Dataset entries
# # #
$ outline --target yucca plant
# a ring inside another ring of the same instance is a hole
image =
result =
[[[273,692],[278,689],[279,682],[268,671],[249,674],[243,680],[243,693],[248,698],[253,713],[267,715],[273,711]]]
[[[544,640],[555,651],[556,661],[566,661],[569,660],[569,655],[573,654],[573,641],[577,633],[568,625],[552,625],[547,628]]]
# # #
Instruction: Please lay out the lines above as a JSON list of strings, one string per line, leaving out any blank lines.

Finished answer:
[
  "$ outline --target yucca plant",
  "# a ring inside another ring of the same instance is a hole",
  "image =",
  "result =",
  "[[[273,692],[278,689],[279,682],[268,671],[249,674],[243,680],[243,693],[248,698],[253,713],[267,715],[273,711]]]",
  "[[[544,640],[555,651],[556,661],[566,661],[569,660],[569,655],[573,654],[573,641],[577,633],[568,625],[552,625],[547,628]]]"
]